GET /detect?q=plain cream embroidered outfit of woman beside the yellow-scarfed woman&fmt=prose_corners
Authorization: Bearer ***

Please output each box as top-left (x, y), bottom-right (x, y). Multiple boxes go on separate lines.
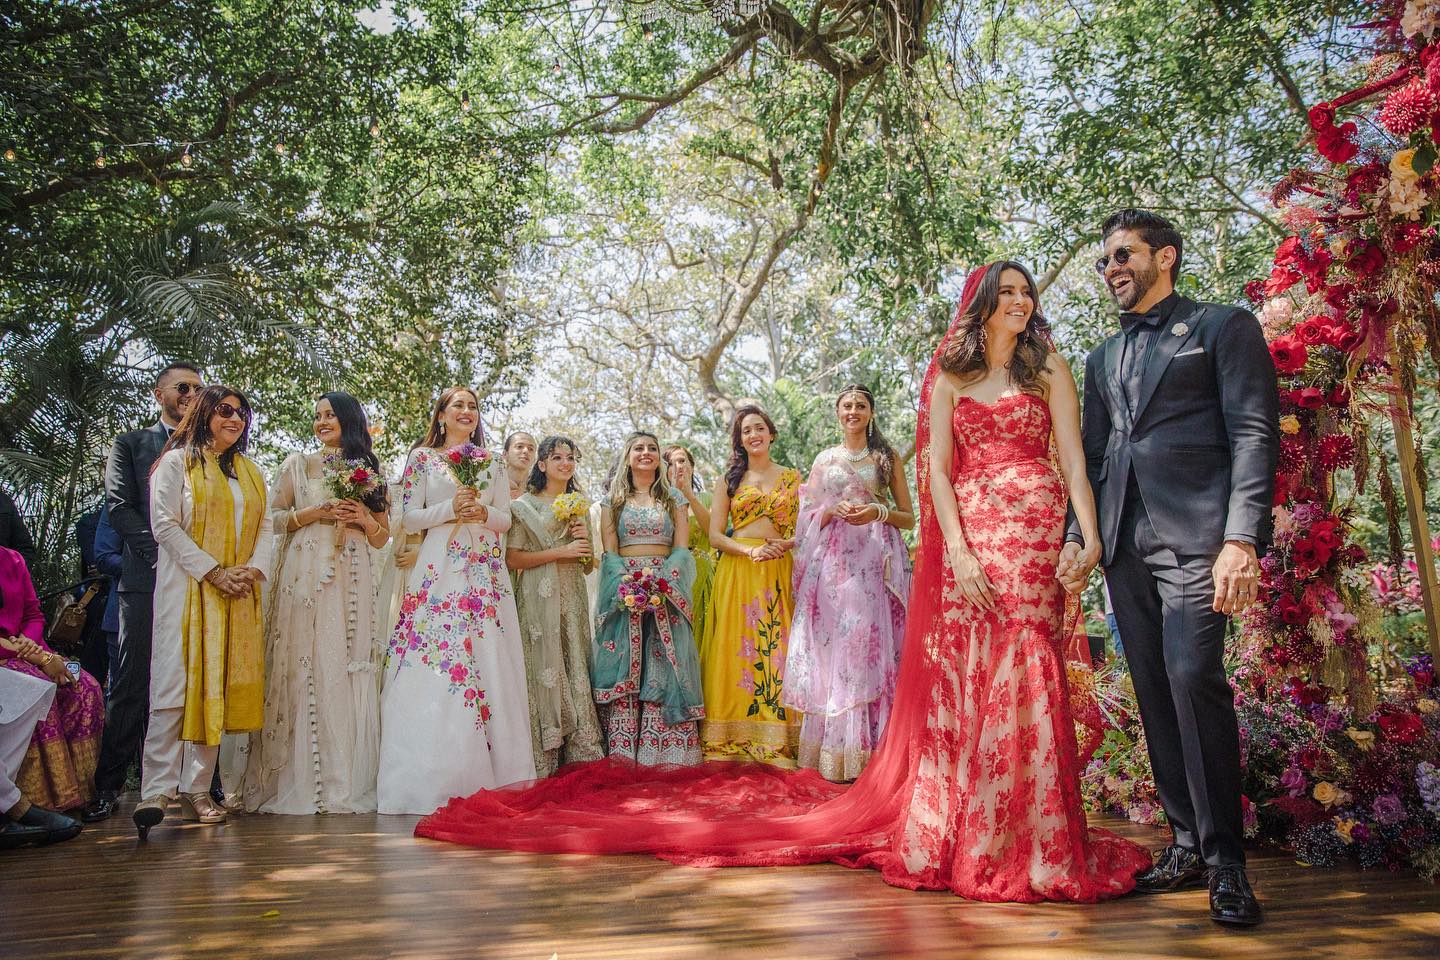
top-left (242, 453), bottom-right (382, 813)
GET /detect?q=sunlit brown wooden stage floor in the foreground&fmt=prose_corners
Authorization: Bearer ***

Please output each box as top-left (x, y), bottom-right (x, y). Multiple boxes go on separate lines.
top-left (8, 805), bottom-right (1440, 960)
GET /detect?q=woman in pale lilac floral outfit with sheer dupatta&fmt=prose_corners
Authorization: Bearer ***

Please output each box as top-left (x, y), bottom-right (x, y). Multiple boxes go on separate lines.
top-left (785, 384), bottom-right (914, 780)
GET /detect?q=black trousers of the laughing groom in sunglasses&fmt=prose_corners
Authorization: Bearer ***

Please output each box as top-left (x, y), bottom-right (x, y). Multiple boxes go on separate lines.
top-left (1104, 498), bottom-right (1246, 866)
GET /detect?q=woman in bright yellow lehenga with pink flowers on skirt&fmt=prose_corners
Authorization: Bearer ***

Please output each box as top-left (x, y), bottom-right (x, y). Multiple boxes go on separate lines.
top-left (700, 406), bottom-right (801, 767)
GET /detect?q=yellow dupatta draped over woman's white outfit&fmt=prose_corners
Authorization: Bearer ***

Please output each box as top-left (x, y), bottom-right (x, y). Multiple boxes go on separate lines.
top-left (180, 453), bottom-right (265, 746)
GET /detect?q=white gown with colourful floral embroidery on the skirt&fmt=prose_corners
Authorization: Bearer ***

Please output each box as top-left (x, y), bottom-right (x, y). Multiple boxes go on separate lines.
top-left (379, 448), bottom-right (536, 813)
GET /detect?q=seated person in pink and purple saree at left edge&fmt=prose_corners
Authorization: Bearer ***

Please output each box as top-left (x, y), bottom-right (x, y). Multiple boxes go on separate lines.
top-left (0, 547), bottom-right (105, 810)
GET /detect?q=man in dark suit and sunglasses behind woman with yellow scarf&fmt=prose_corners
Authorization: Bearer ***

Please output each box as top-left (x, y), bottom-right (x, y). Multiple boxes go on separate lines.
top-left (85, 363), bottom-right (204, 822)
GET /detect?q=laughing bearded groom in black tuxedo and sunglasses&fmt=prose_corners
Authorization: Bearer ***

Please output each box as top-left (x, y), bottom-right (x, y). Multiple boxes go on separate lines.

◇ ◇ ◇

- Task brief -
If a record holds a picture, leave that picture out; retype everything else exactly.

- Answer below -
GET /detect?q=plain cream embroidered outfit of woman beside the yellow-scarfed woman&fmt=prose_corners
Authorization: Bearer ***

Please output each box as top-left (x, y), bottom-right (x, y). Multiple boxes go on separate lines.
top-left (242, 453), bottom-right (382, 813)
GET /detect?q=sunlit brown wooden stage floor in the foreground&fmt=prose_corners
Authorization: Bearer ***

Please output each box as top-left (x, y), bottom-right (x, y). Multiple boxes go on separate lines.
top-left (8, 805), bottom-right (1440, 960)
GET /detect?q=woman in pale lilac floral outfit with sheer dupatta&fmt=prose_corners
Authorization: Bearer ***

Please output each box as top-left (x, y), bottom-right (x, y). Multiple boxes go on separate lines.
top-left (785, 384), bottom-right (914, 780)
GET /detect?q=black trousers of the laughing groom in sunglasses&fmt=prose_corners
Authorization: Bearer ***

Please output each box as top-left (x, y), bottom-right (x, y). Multiple boxes go on separate lines.
top-left (1104, 498), bottom-right (1246, 866)
GET /detect?q=woman in bright yellow lehenga with pink flowers on skirt&fmt=prose_corners
Authorization: Bearer ***

Please output each box as top-left (x, y), bottom-right (x, y). Multiple boxes go on separate lines.
top-left (700, 406), bottom-right (801, 767)
GET /detect?q=yellow dupatta draped over woman's white outfit&fmt=prose_corners
Authorization: Bearer ***

Please output each box as top-left (x, y), bottom-right (x, y). Multiple boxes go on separate lines.
top-left (180, 453), bottom-right (265, 746)
GET /detect?q=white gown with colourful floral embroidery on the skirt&fmt=prose_corners
Authorization: Bearer ***

Please output each box as top-left (x, y), bottom-right (x, y). Multiple boxes go on separate lines.
top-left (379, 448), bottom-right (536, 813)
GET /detect?q=seated person in pink and purple saree at left edge&fmt=prose_corners
Authorization: Bearer ***

Please output each box as top-left (x, y), bottom-right (x, y). Multiple boxes go on separate lines.
top-left (0, 547), bottom-right (105, 810)
GET /detect?q=man in dark suit and sunglasses behind woman with yellow scarf&fmt=prose_corners
Authorization: Bearer ***

Please output each box as top-left (x, y), bottom-right (x, y). Multiple boxes go on separate lines.
top-left (85, 363), bottom-right (204, 822)
GET /detect?q=laughing bearded groom in black tuxedo and sunglasses&fmt=prose_corners
Authorization: Bearer ***

Please output each box as top-left (x, y), bottom-right (x, y). Multiple boxes go on separate lines.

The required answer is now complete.